Sunulan kayıtlar:

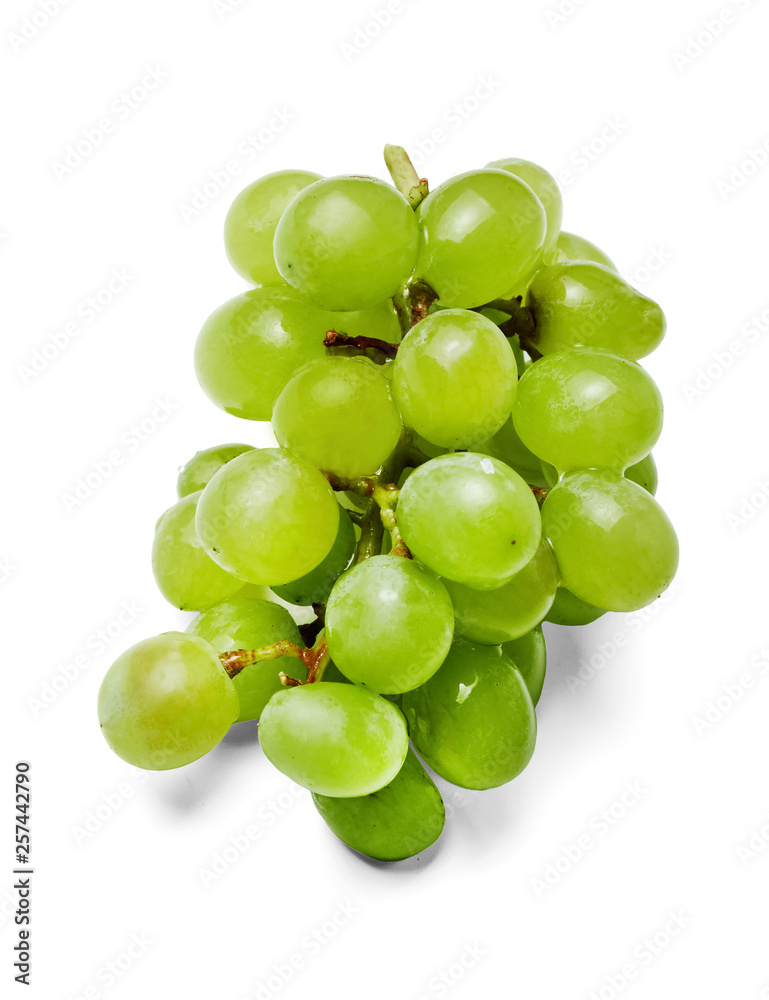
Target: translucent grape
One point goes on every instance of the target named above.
(586, 409)
(512, 610)
(249, 228)
(615, 547)
(196, 474)
(315, 586)
(268, 517)
(250, 623)
(507, 447)
(470, 519)
(644, 473)
(582, 304)
(454, 378)
(335, 739)
(251, 346)
(400, 820)
(571, 247)
(473, 722)
(544, 187)
(389, 624)
(481, 234)
(339, 414)
(185, 574)
(529, 654)
(570, 610)
(166, 701)
(347, 242)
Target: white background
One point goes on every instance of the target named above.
(645, 140)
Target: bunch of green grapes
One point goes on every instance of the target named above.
(464, 438)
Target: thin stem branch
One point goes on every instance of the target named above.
(405, 178)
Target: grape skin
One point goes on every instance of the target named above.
(249, 228)
(454, 379)
(331, 233)
(469, 518)
(585, 409)
(334, 739)
(268, 517)
(339, 414)
(389, 624)
(614, 545)
(166, 701)
(185, 574)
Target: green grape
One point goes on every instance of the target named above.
(389, 624)
(166, 701)
(186, 576)
(644, 473)
(196, 474)
(615, 547)
(544, 187)
(550, 474)
(570, 610)
(473, 722)
(481, 234)
(400, 820)
(250, 623)
(585, 409)
(454, 378)
(582, 304)
(507, 447)
(315, 586)
(335, 739)
(512, 610)
(469, 518)
(249, 228)
(571, 247)
(347, 242)
(529, 655)
(268, 517)
(251, 346)
(339, 414)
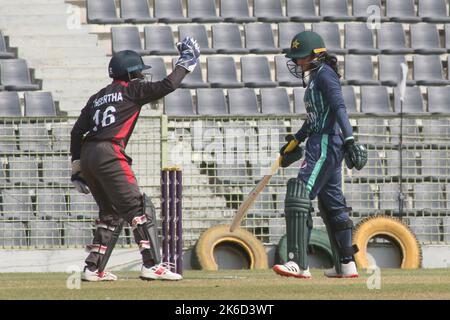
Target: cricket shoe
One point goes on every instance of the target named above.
(291, 269)
(160, 272)
(94, 276)
(348, 271)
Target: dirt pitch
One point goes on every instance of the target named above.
(229, 284)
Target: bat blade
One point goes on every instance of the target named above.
(251, 197)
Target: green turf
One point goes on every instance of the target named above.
(231, 284)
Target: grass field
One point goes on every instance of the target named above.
(228, 284)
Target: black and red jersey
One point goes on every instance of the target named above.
(111, 113)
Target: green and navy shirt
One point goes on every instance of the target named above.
(325, 107)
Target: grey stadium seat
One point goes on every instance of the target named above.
(286, 32)
(203, 11)
(136, 11)
(391, 39)
(259, 38)
(255, 72)
(439, 100)
(401, 11)
(198, 32)
(413, 101)
(242, 101)
(361, 12)
(389, 69)
(4, 53)
(39, 104)
(330, 34)
(235, 11)
(179, 103)
(268, 11)
(425, 39)
(126, 38)
(302, 11)
(275, 101)
(226, 39)
(335, 10)
(193, 79)
(15, 76)
(221, 72)
(158, 68)
(159, 40)
(359, 70)
(10, 104)
(359, 39)
(169, 11)
(102, 12)
(428, 71)
(433, 11)
(282, 74)
(211, 102)
(375, 100)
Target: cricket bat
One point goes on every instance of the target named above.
(251, 197)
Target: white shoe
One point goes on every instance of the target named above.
(159, 272)
(291, 269)
(95, 276)
(348, 271)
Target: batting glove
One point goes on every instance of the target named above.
(189, 53)
(77, 179)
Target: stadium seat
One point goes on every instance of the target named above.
(136, 11)
(359, 70)
(211, 102)
(4, 53)
(202, 11)
(39, 104)
(193, 79)
(198, 32)
(10, 104)
(102, 12)
(17, 204)
(433, 11)
(56, 170)
(413, 101)
(401, 11)
(439, 100)
(126, 38)
(221, 72)
(226, 39)
(158, 68)
(331, 36)
(302, 11)
(275, 101)
(159, 40)
(286, 32)
(359, 39)
(259, 38)
(179, 103)
(391, 39)
(169, 11)
(255, 72)
(242, 101)
(375, 100)
(268, 11)
(335, 10)
(361, 12)
(389, 69)
(428, 71)
(15, 75)
(235, 11)
(282, 74)
(425, 39)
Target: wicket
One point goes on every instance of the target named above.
(171, 217)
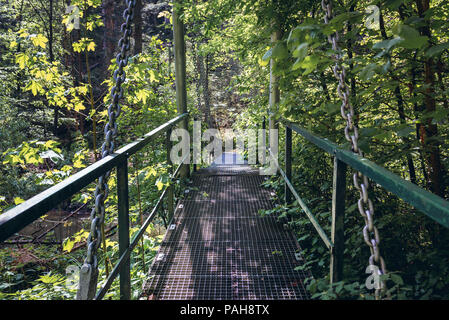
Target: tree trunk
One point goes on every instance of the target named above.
(431, 149)
(138, 41)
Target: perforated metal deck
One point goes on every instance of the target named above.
(219, 247)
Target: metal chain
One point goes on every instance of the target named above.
(197, 61)
(361, 183)
(89, 270)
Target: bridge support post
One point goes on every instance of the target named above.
(288, 163)
(338, 217)
(123, 228)
(180, 71)
(170, 191)
(274, 92)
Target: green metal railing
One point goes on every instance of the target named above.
(22, 215)
(428, 203)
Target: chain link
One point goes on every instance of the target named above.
(89, 270)
(361, 183)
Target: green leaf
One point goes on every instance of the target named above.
(301, 51)
(279, 51)
(40, 40)
(397, 279)
(436, 50)
(411, 39)
(387, 44)
(267, 55)
(309, 64)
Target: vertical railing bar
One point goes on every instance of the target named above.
(170, 192)
(338, 217)
(123, 228)
(288, 163)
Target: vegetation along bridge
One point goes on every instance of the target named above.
(218, 245)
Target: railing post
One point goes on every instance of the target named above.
(123, 228)
(338, 217)
(263, 143)
(180, 71)
(170, 193)
(288, 163)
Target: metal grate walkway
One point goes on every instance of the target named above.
(220, 248)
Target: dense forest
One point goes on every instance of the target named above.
(56, 73)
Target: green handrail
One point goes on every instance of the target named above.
(22, 215)
(428, 203)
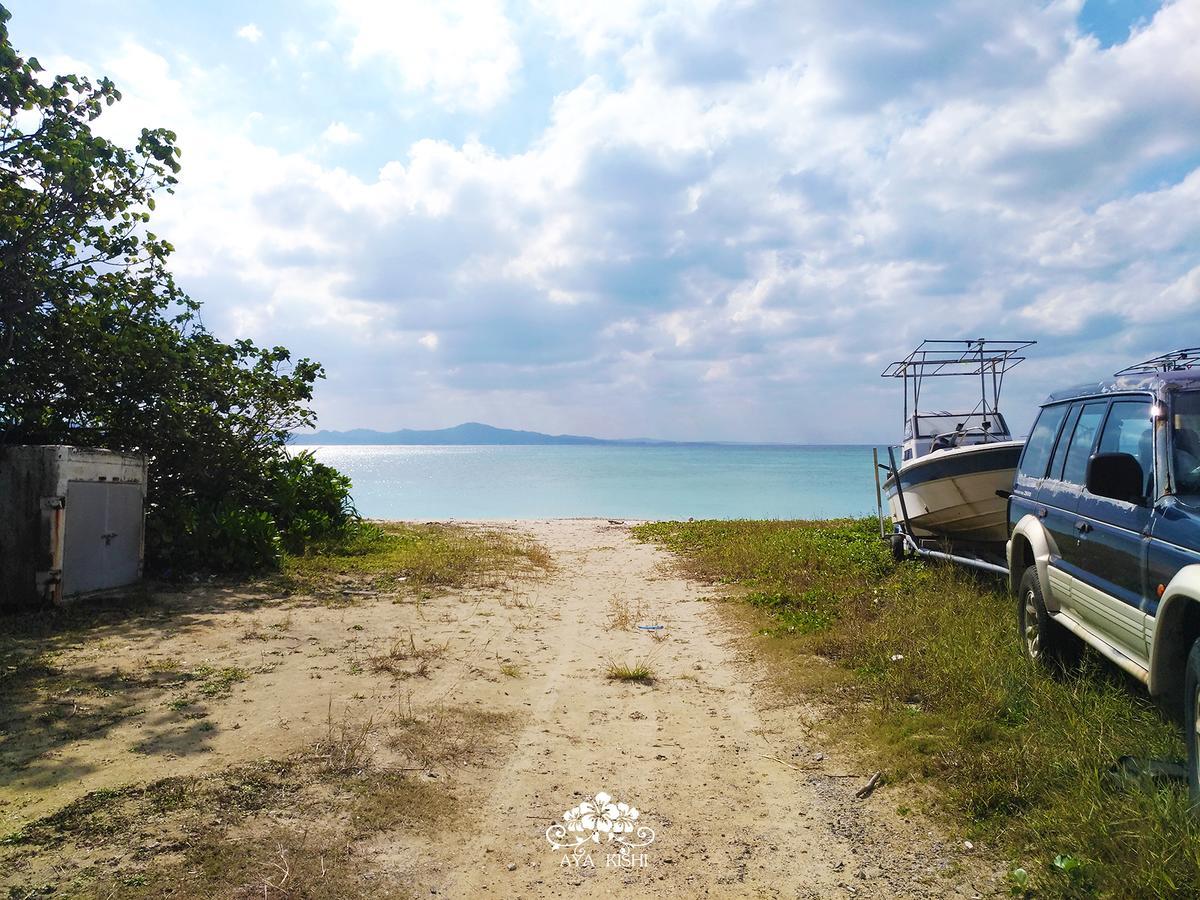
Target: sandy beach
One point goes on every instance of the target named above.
(497, 705)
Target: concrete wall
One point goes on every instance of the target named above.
(34, 486)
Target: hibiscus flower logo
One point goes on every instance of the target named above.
(600, 820)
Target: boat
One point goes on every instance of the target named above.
(955, 468)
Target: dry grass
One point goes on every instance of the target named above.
(402, 557)
(274, 829)
(396, 658)
(623, 615)
(346, 748)
(640, 671)
(935, 687)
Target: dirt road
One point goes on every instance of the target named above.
(463, 725)
(742, 801)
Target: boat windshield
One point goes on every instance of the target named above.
(978, 426)
(1186, 443)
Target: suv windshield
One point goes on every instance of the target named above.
(1186, 443)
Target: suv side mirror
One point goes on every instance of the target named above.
(1116, 475)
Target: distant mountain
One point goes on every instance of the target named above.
(465, 433)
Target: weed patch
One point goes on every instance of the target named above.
(940, 691)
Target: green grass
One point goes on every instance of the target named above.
(393, 555)
(942, 693)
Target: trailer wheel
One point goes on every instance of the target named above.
(1192, 724)
(1044, 640)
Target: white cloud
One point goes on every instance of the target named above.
(340, 133)
(462, 52)
(709, 238)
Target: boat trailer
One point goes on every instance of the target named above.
(903, 539)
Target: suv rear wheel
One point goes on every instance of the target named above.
(1044, 640)
(1192, 721)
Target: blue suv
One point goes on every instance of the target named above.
(1104, 531)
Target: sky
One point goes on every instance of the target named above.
(706, 220)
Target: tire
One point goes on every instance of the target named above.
(1044, 641)
(1191, 723)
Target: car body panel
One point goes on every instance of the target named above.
(1123, 576)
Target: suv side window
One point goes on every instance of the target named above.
(1041, 443)
(1060, 448)
(1129, 430)
(1075, 466)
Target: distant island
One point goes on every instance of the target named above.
(467, 433)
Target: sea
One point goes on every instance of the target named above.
(613, 481)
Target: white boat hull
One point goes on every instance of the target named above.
(952, 493)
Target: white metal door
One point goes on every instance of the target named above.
(102, 537)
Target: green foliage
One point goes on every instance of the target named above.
(309, 501)
(100, 348)
(1024, 760)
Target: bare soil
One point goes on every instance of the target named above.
(493, 708)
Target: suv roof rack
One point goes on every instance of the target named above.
(1173, 361)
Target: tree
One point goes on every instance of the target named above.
(100, 347)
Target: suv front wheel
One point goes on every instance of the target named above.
(1044, 640)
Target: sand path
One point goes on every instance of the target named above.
(690, 751)
(520, 723)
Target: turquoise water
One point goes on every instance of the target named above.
(701, 481)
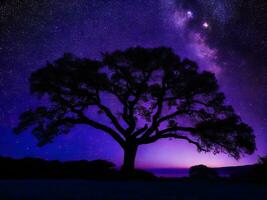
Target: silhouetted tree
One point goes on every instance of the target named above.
(147, 94)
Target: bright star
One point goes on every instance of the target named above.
(189, 14)
(205, 25)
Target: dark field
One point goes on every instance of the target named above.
(72, 189)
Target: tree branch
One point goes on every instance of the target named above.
(113, 119)
(176, 136)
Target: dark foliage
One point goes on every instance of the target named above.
(155, 91)
(202, 172)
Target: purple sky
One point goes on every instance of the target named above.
(227, 37)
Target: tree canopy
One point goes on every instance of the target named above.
(157, 95)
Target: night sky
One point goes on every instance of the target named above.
(227, 37)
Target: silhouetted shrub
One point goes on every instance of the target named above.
(202, 172)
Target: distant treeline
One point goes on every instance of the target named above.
(34, 168)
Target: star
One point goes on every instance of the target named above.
(205, 25)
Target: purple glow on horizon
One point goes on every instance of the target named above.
(87, 30)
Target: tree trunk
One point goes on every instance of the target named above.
(129, 157)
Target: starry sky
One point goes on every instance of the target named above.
(227, 37)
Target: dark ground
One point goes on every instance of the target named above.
(165, 190)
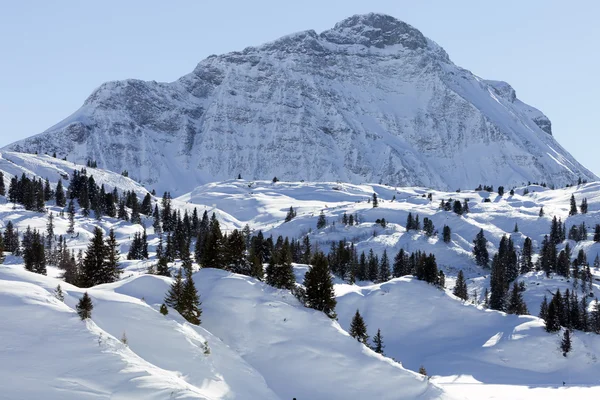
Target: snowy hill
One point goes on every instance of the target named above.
(370, 100)
(263, 342)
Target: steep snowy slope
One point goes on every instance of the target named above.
(265, 345)
(371, 100)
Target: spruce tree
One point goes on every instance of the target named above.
(85, 307)
(321, 222)
(93, 271)
(460, 288)
(566, 342)
(516, 304)
(59, 195)
(573, 210)
(480, 249)
(190, 304)
(319, 286)
(378, 345)
(71, 212)
(384, 268)
(447, 234)
(358, 329)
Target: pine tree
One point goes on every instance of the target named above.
(460, 288)
(163, 309)
(378, 345)
(321, 222)
(190, 302)
(174, 297)
(71, 212)
(59, 294)
(565, 343)
(358, 328)
(319, 286)
(447, 234)
(93, 271)
(85, 307)
(573, 210)
(516, 304)
(59, 195)
(480, 249)
(553, 315)
(384, 268)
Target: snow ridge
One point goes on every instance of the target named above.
(370, 100)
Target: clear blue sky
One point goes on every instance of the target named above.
(53, 54)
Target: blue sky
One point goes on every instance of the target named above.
(53, 54)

Kısa görev:
"Target: white cloud" içeren satırdan "(1192, 721)" içeren satıra kadar uzanan bölümü, iki uç satır da dahil olmak üzere hiçbir satırı atlamadan yeniden yaz ve yalnızca bu bölümü ver. Bunu yaparken yanıtlardaki koordinat değerlerini 1,2 ile çarparak ölçekle ve tam sayıya yuvarla; buçuklu değerler yukarı yuvarlansın.

Yanıt aşağıda:
Target: white cloud
One point goes on every instance of the target named above.
(408, 160)
(554, 62)
(851, 286)
Target: boat trailer
One point goes on every instance of the target named above.
(1084, 647)
Target: suv rear wheel
One point goes on every instance of the target named above.
(1253, 768)
(1430, 865)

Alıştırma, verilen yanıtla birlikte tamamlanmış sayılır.